• INFORMATION GIVEN:
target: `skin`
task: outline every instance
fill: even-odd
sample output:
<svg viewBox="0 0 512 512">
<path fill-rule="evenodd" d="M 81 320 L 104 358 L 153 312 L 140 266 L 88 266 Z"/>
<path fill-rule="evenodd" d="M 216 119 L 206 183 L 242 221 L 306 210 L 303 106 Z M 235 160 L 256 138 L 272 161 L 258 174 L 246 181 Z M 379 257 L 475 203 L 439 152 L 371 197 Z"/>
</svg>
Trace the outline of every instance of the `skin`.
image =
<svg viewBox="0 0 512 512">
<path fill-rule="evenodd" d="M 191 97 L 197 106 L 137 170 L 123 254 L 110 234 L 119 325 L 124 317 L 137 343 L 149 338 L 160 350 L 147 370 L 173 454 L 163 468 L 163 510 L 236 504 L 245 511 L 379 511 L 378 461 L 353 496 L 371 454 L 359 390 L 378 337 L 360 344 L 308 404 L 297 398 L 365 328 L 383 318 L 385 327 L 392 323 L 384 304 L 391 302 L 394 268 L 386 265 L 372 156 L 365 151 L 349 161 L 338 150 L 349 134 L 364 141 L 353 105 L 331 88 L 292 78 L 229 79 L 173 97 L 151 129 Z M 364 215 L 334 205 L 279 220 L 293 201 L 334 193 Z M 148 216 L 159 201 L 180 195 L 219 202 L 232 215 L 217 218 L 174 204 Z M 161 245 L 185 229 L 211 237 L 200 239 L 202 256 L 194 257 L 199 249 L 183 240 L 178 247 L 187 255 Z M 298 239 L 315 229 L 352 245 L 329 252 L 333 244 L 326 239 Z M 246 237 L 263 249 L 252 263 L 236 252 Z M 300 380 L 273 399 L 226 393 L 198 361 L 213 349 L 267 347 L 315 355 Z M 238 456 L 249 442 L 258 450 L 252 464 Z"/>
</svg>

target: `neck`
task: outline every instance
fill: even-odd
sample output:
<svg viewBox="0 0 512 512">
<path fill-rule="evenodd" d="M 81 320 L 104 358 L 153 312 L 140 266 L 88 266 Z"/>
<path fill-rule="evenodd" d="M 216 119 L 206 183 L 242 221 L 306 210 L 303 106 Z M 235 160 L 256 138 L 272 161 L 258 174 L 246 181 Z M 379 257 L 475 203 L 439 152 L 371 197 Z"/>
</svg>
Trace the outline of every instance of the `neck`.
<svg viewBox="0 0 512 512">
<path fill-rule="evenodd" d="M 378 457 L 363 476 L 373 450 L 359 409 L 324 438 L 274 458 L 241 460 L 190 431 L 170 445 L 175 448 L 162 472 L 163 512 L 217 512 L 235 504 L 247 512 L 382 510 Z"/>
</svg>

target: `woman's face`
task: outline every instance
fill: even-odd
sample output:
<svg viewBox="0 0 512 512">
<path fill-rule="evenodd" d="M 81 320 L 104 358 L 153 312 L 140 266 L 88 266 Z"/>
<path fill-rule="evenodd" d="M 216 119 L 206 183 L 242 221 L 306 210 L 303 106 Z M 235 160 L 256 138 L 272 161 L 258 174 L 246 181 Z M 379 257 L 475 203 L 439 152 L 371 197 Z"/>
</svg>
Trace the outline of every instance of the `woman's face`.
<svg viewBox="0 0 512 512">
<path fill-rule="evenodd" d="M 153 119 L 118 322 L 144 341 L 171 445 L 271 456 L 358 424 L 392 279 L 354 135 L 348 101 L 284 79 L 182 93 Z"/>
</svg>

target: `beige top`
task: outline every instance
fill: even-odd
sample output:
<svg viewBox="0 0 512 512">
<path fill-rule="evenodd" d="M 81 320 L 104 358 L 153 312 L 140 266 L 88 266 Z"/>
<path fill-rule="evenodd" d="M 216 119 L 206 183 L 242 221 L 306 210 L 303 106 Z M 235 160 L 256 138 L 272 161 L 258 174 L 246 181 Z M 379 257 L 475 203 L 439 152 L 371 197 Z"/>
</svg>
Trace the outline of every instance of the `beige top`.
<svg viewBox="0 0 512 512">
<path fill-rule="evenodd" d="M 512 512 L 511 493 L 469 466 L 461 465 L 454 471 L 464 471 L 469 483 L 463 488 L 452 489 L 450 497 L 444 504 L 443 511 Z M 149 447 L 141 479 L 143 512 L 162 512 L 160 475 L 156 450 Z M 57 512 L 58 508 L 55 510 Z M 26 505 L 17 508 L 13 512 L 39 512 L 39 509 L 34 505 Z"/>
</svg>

• WORK TO BE COMPLETED:
Transcribe the entries above, every line exactly as it reads.

• EXERCISE RESPONSE:
target: `skin`
task: outline every instance
fill: even-odd
sample output:
<svg viewBox="0 0 512 512">
<path fill-rule="evenodd" d="M 81 320 L 104 358 L 153 312 L 140 266 L 88 266 Z"/>
<path fill-rule="evenodd" d="M 216 119 L 206 183 L 242 221 L 306 210 L 303 106 Z M 235 160 L 256 138 L 272 161 L 258 174 L 246 181 Z M 379 257 L 475 203 L 439 152 L 371 197 Z"/>
</svg>
Trace the outline of every instance of the `skin`.
image =
<svg viewBox="0 0 512 512">
<path fill-rule="evenodd" d="M 191 97 L 197 106 L 137 170 L 123 254 L 110 234 L 119 325 L 124 317 L 137 343 L 149 338 L 160 350 L 147 370 L 173 454 L 163 468 L 163 510 L 236 504 L 245 511 L 379 511 L 378 461 L 353 496 L 371 454 L 359 390 L 378 337 L 360 344 L 308 404 L 297 398 L 365 328 L 383 318 L 385 327 L 392 323 L 384 304 L 391 302 L 394 268 L 386 265 L 372 156 L 365 151 L 349 161 L 338 150 L 349 134 L 364 141 L 353 105 L 331 88 L 292 78 L 229 79 L 173 97 L 151 129 Z M 364 215 L 334 205 L 279 220 L 293 201 L 334 193 Z M 148 216 L 159 201 L 180 195 L 219 202 L 232 215 L 217 218 L 174 204 Z M 161 245 L 185 229 L 211 237 L 200 239 L 202 256 L 194 257 L 199 249 L 183 240 L 178 247 L 187 255 Z M 298 239 L 315 229 L 352 245 L 329 252 L 333 244 L 326 239 Z M 246 237 L 263 249 L 252 263 L 236 252 Z M 300 380 L 273 399 L 226 393 L 198 361 L 213 349 L 267 347 L 315 355 Z M 238 456 L 249 442 L 258 450 L 252 464 Z"/>
</svg>

target: `neck`
task: outline every instance
fill: even-odd
sample output:
<svg viewBox="0 0 512 512">
<path fill-rule="evenodd" d="M 81 320 L 104 358 L 153 312 L 140 266 L 88 266 Z"/>
<path fill-rule="evenodd" d="M 216 119 L 206 183 L 242 221 L 306 210 L 303 106 Z M 235 160 L 256 138 L 272 161 L 258 174 L 246 181 Z M 379 257 L 475 203 L 439 152 L 371 197 Z"/>
</svg>
Trace the outline of every instance of the `neck`.
<svg viewBox="0 0 512 512">
<path fill-rule="evenodd" d="M 378 457 L 363 476 L 373 450 L 359 409 L 324 438 L 274 458 L 241 460 L 190 431 L 170 445 L 175 448 L 162 472 L 163 512 L 217 512 L 235 504 L 247 512 L 382 510 Z"/>
</svg>

target: `woman's face`
task: outline every instance
fill: even-odd
sample output:
<svg viewBox="0 0 512 512">
<path fill-rule="evenodd" d="M 81 320 L 104 358 L 153 312 L 140 266 L 88 266 Z"/>
<path fill-rule="evenodd" d="M 216 119 L 206 183 L 242 221 L 306 210 L 303 106 Z M 235 160 L 256 138 L 272 161 L 258 174 L 246 181 Z M 379 257 L 475 203 L 439 152 L 371 197 Z"/>
</svg>
Trace the outline of every instance of the `woman's face`.
<svg viewBox="0 0 512 512">
<path fill-rule="evenodd" d="M 153 119 L 118 322 L 144 341 L 171 445 L 271 456 L 358 424 L 392 279 L 354 135 L 348 101 L 284 79 L 182 93 Z"/>
</svg>

target: `beige top`
task: outline every instance
fill: even-odd
sample output:
<svg viewBox="0 0 512 512">
<path fill-rule="evenodd" d="M 81 320 L 104 358 L 153 312 L 140 266 L 88 266 Z"/>
<path fill-rule="evenodd" d="M 216 119 L 206 183 L 242 221 L 306 210 L 303 106 Z M 235 160 L 256 138 L 272 161 L 258 174 L 246 181 Z M 379 257 L 475 203 L 439 152 L 371 197 Z"/>
</svg>
Trace the outline of every instance of the `beige top`.
<svg viewBox="0 0 512 512">
<path fill-rule="evenodd" d="M 512 512 L 511 493 L 469 466 L 461 465 L 454 471 L 464 471 L 469 483 L 463 488 L 452 489 L 450 497 L 444 504 L 443 511 Z M 149 447 L 141 479 L 143 512 L 162 512 L 160 475 L 156 450 Z M 57 512 L 58 508 L 55 510 Z M 26 505 L 17 508 L 13 512 L 39 512 L 39 509 L 34 505 Z"/>
</svg>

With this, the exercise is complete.